Goal:
Reproduce the items below word for word, starting at their first line and ending at the line that contains "xmin=126 ymin=151 xmax=157 ymax=201".
###
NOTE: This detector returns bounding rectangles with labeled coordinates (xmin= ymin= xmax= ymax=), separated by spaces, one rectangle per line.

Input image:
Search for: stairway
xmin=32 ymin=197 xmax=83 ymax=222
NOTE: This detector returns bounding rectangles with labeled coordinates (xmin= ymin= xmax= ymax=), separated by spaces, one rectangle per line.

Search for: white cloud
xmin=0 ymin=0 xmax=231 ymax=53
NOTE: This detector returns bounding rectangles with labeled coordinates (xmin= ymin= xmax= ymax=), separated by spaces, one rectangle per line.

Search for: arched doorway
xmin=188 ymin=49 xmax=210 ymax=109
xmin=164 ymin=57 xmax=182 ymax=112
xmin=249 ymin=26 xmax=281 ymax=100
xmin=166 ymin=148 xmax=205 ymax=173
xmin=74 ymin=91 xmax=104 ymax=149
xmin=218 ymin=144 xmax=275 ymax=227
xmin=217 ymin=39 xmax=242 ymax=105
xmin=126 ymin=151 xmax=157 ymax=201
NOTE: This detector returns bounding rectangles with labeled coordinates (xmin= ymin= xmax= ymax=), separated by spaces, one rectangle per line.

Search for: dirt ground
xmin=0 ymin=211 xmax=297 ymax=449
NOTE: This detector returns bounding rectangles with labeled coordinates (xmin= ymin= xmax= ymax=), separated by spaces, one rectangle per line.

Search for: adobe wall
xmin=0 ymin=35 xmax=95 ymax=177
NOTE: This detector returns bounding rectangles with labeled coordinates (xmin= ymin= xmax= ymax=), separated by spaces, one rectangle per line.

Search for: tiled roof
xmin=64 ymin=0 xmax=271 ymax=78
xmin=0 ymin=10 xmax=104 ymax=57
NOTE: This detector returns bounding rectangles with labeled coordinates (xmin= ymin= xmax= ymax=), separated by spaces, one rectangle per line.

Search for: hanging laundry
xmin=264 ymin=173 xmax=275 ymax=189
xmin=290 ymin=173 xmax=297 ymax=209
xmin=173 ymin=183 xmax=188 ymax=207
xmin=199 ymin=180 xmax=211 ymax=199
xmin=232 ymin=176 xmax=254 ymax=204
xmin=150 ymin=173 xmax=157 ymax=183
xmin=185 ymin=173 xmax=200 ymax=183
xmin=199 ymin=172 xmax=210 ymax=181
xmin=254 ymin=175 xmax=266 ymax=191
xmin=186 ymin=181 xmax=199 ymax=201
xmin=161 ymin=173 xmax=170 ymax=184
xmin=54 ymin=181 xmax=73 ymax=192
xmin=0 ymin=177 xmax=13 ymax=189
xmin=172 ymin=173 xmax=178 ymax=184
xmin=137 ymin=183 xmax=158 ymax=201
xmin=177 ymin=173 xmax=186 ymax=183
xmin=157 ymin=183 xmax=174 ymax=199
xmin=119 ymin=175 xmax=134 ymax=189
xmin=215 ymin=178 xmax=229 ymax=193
###
Solution for this task:
NOTE: This detector returns bounding rectangles with labeled coordinates (xmin= ymin= xmax= ymax=), separated by spaces, one rectangle per line.

Input image:
Search for: stairway
xmin=32 ymin=197 xmax=83 ymax=222
NOTE: This detector returns bounding rectangles with labeled coordinates (xmin= ymin= xmax= ymax=), separated by spaces, one rectangle per line.

Search for: white cloud
xmin=0 ymin=0 xmax=231 ymax=53
NOTE: This detector returns bounding rectangles with labeled coordinates (xmin= ymin= xmax= ymax=), separated by spaces, one rectangle per line.

Search for: arched doorway
xmin=188 ymin=49 xmax=210 ymax=109
xmin=164 ymin=57 xmax=182 ymax=112
xmin=249 ymin=26 xmax=281 ymax=100
xmin=166 ymin=148 xmax=205 ymax=173
xmin=74 ymin=91 xmax=104 ymax=149
xmin=218 ymin=144 xmax=275 ymax=227
xmin=217 ymin=39 xmax=242 ymax=105
xmin=126 ymin=151 xmax=157 ymax=201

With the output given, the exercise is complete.